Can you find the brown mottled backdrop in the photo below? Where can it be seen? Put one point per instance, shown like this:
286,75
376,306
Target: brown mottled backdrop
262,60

• **GIVEN INSTRUCTION**:
Please present every line of the rows above as a Markdown table with two columns, No. and Text, numbering the lines in order and leaving out blank ones.

• **CORRECT ANSWER**:
| No. | Text |
|---|---|
| 1 | Can you find the brown mottled backdrop in the photo below? Where can it be seen? Put one point per instance, shown like this: |
| 2 | 286,75 |
| 3 | 376,306 |
| 4 | Target: brown mottled backdrop |
| 5 | 262,60 |